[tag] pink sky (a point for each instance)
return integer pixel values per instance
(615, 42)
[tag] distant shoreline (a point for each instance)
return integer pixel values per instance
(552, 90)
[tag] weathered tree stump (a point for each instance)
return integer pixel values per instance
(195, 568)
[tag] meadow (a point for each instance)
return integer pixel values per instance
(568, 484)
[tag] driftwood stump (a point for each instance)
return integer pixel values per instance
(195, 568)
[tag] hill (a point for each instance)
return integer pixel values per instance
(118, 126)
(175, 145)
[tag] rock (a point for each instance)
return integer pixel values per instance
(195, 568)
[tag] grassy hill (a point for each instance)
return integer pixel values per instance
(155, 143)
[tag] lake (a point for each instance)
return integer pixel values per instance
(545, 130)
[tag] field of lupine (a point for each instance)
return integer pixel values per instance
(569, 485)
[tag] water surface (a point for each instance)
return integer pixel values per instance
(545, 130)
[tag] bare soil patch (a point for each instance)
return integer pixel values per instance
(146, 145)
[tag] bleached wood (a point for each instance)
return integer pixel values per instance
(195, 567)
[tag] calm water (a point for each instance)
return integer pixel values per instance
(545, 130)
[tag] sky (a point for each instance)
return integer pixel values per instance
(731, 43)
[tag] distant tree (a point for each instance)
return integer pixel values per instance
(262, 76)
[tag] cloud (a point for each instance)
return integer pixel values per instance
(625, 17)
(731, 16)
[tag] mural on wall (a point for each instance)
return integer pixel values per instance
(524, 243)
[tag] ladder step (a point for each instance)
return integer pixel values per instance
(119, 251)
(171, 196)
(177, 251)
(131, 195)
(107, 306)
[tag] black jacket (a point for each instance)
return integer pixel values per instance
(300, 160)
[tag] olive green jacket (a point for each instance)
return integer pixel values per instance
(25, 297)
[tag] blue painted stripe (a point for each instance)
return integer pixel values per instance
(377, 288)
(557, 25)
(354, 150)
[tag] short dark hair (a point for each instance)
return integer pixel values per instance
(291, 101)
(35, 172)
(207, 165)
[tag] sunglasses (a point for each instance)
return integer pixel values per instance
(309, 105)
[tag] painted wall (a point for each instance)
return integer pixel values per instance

====

■ Instructions for the task
Lines containing the string "jacket" above: how many are there? Answer with the number only.

■ Your response
2